WRITTEN TASK: Render all of the material below as a JSON list of strings, with one string for each line and no entries for blank lines.

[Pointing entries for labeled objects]
......
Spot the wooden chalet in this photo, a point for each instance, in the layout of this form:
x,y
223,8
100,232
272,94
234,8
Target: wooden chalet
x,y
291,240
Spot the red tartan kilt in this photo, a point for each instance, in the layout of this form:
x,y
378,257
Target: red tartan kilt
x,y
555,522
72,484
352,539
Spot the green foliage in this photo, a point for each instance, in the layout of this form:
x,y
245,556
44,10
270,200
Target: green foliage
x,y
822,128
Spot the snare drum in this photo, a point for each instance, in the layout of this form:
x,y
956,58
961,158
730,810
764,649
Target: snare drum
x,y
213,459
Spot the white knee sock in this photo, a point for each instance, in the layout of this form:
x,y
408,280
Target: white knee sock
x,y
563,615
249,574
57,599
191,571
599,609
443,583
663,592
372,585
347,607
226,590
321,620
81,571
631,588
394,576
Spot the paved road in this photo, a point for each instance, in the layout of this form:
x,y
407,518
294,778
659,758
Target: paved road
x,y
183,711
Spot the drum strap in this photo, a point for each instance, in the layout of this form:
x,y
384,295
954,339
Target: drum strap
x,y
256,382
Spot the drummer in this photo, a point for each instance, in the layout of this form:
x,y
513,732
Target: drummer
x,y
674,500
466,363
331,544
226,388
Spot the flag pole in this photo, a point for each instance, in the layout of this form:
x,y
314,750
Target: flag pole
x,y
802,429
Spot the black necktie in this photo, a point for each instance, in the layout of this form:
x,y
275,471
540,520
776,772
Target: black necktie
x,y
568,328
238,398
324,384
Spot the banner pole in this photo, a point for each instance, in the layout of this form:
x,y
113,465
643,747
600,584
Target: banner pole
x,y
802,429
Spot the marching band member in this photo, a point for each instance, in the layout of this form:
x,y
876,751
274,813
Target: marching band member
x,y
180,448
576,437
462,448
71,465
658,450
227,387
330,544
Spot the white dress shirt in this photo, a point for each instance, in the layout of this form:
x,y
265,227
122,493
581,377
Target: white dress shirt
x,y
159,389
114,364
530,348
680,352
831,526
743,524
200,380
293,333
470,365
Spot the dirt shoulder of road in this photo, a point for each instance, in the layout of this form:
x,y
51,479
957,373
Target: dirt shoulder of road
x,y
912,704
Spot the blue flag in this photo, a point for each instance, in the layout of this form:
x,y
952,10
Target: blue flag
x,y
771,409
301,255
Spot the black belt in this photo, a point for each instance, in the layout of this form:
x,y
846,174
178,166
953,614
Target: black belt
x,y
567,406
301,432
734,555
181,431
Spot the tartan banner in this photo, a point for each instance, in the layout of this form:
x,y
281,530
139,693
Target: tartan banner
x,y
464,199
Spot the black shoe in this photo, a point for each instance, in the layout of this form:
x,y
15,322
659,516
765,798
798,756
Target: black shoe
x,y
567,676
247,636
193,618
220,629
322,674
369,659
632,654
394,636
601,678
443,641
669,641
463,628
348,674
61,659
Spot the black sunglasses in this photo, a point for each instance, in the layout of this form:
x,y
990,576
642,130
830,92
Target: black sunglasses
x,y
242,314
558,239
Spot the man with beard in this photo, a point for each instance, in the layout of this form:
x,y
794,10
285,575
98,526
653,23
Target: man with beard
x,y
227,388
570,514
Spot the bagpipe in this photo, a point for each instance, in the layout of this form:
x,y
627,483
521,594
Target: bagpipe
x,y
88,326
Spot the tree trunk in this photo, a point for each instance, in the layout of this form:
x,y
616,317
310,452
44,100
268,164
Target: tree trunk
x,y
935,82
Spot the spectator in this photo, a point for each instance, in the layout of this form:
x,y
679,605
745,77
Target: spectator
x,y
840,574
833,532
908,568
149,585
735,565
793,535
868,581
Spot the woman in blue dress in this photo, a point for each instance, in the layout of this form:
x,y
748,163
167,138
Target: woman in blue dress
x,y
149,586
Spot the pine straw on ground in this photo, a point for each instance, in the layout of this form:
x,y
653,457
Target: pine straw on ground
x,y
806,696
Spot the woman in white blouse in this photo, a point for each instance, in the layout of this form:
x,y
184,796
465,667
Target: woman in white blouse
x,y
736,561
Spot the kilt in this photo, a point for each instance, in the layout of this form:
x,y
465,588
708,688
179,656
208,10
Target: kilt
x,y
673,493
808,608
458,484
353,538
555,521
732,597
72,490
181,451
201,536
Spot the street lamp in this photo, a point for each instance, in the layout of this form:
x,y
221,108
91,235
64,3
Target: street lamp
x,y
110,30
......
THE RESPONSE:
[
  "Spot the wooden chalet in this photo, a point for each instance, in the layout of this form:",
  "x,y",
  "223,8",
  "100,232",
  "272,94",
  "234,8",
  "Target: wooden chalet",
  "x,y",
  "291,240",
  "Spot the red tartan kilt in this photo, a point for each instance, in the layout of this form:",
  "x,y",
  "378,257",
  "Target: red tartan kilt",
  "x,y",
  "555,522",
  "72,484",
  "352,539",
  "Spot the green foliage in this photo, a point for each instance, in the layout of this form:",
  "x,y",
  "245,556",
  "44,10",
  "270,200",
  "Target: green foliage",
  "x,y",
  "822,128",
  "Spot the snare drum in this photo, a point for each instance, in the layout of this form:",
  "x,y",
  "956,58",
  "961,158",
  "730,810",
  "764,649",
  "Target: snare drum",
  "x,y",
  "213,459",
  "Spot the white knee sock in this photo, a point for each instance, in the layout of this form:",
  "x,y",
  "408,280",
  "Target: white knee sock",
  "x,y",
  "563,615",
  "249,574",
  "57,599",
  "191,571",
  "599,609",
  "443,583",
  "663,592",
  "372,585",
  "347,607",
  "226,590",
  "321,620",
  "81,571",
  "631,588",
  "394,576",
  "Spot the paved road in this photo, a point for each instance, in the layout of this form:",
  "x,y",
  "407,518",
  "294,778",
  "659,758",
  "Target: paved road",
  "x,y",
  "183,711",
  "Spot the drum strap in this photo, a point for each instance, in the layout of this form:",
  "x,y",
  "384,295",
  "954,339",
  "Target: drum strap",
  "x,y",
  "256,382",
  "Spot the drummer in this photo, a point for each instance, in the layout of this form:",
  "x,y",
  "513,732",
  "Target: drummer",
  "x,y",
  "674,500",
  "466,363",
  "331,544",
  "226,388",
  "Spot the flag pole in this photo, a point for each instance, in the layout of this form:",
  "x,y",
  "314,750",
  "Target: flag pole",
  "x,y",
  "802,429",
  "Spot the black necktie in this photo, a point for each instance, in the layout of this form:",
  "x,y",
  "275,471",
  "540,520",
  "776,772",
  "Target: black necktie",
  "x,y",
  "568,328",
  "238,398",
  "324,384",
  "Spot the banner pole in this photo, a point for each instance, in the layout of this form:",
  "x,y",
  "113,465",
  "643,747",
  "600,584",
  "Target: banner pole",
  "x,y",
  "802,429",
  "Spot the marching band member in this photo, a point for each instance, in the layout of this form:",
  "x,y",
  "876,751",
  "274,813",
  "Target: marching band member",
  "x,y",
  "180,448",
  "576,437",
  "462,448",
  "71,465",
  "658,450",
  "227,387",
  "330,544",
  "Spot the white dress shirt in this photo, a point for each instance, in the layout of this form:",
  "x,y",
  "265,227",
  "122,493",
  "581,377",
  "Target: white dress shirt",
  "x,y",
  "159,389",
  "114,364",
  "530,348",
  "680,352",
  "831,526",
  "743,524",
  "200,380",
  "293,333",
  "470,365",
  "Spot the dirt shoulder of road in this photo, a point for each instance, in the layout of this form:",
  "x,y",
  "51,479",
  "957,373",
  "Target: dirt shoulder of road",
  "x,y",
  "912,704",
  "Spot the blue flag in this photo, a point for each instance, in the layout of this form:",
  "x,y",
  "952,10",
  "Target: blue flag",
  "x,y",
  "771,409",
  "301,255",
  "Spot the black belt in this photo, a point for each instance, in the layout of this form:",
  "x,y",
  "846,174",
  "178,166",
  "953,614",
  "Target: black belt",
  "x,y",
  "567,406",
  "301,432",
  "734,555",
  "181,431",
  "Spot the tartan banner in this photo, a point for each instance, in the layout of this form:",
  "x,y",
  "281,530",
  "139,693",
  "Target: tartan banner",
  "x,y",
  "464,199",
  "Spot the black shoe in this photo, a point for each instance, in the layout of this form:",
  "x,y",
  "15,322",
  "659,516",
  "765,798",
  "798,756",
  "Target: black shoe",
  "x,y",
  "567,676",
  "247,636",
  "193,618",
  "220,629",
  "322,674",
  "369,659",
  "632,654",
  "394,636",
  "601,678",
  "443,641",
  "669,641",
  "463,628",
  "348,674",
  "61,659",
  "Spot the black sunglasses in this photo, a point for each instance, in the layout of this form:",
  "x,y",
  "990,576",
  "642,130",
  "830,92",
  "Target: black sunglasses",
  "x,y",
  "242,314",
  "558,239",
  "Spot the man with beard in this photo, a point for each instance, in the layout of this form:",
  "x,y",
  "794,10",
  "285,575",
  "98,526",
  "653,23",
  "Target: man with beard",
  "x,y",
  "227,388",
  "570,514",
  "Spot the bagpipe in this photo, a point for each instance, in the layout of this form:",
  "x,y",
  "627,483",
  "521,594",
  "Target: bagpipe",
  "x,y",
  "88,326",
  "Spot the tree trunk in this photo, a point for each instance, in the layout of this form:",
  "x,y",
  "616,317",
  "310,452",
  "44,100",
  "268,164",
  "Target: tree trunk",
  "x,y",
  "935,82",
  "Spot the spectator in this photo, a point for each instance, in the layout of this form:",
  "x,y",
  "679,605",
  "745,77",
  "Target: spectator",
  "x,y",
  "840,574",
  "833,532",
  "908,568",
  "149,585",
  "735,565",
  "793,535",
  "868,581",
  "Spot the woman in blue dress in this photo, a point for each instance, in the layout of this form:",
  "x,y",
  "748,163",
  "167,138",
  "Target: woman in blue dress",
  "x,y",
  "149,586",
  "Spot the pine straw on ground in this photo, a point for each instance, in the layout of this form:",
  "x,y",
  "653,457",
  "Target: pine straw on ground",
  "x,y",
  "806,696",
  "Spot the woman in white blouse in this photo, a point for each instance, in the layout of this form:",
  "x,y",
  "184,796",
  "465,667",
  "Target: woman in white blouse",
  "x,y",
  "736,561",
  "Spot the kilt in this photo, a point for each instance, in the layout of this form:",
  "x,y",
  "465,588",
  "708,688",
  "179,656",
  "208,10",
  "Target: kilt",
  "x,y",
  "673,493",
  "808,608",
  "458,484",
  "353,538",
  "555,521",
  "732,597",
  "72,490",
  "181,451",
  "201,536",
  "Spot the street lamp in this photo, a point for each instance, in the layout of this form:",
  "x,y",
  "221,108",
  "91,235",
  "64,3",
  "Target: street lamp",
  "x,y",
  "110,30"
]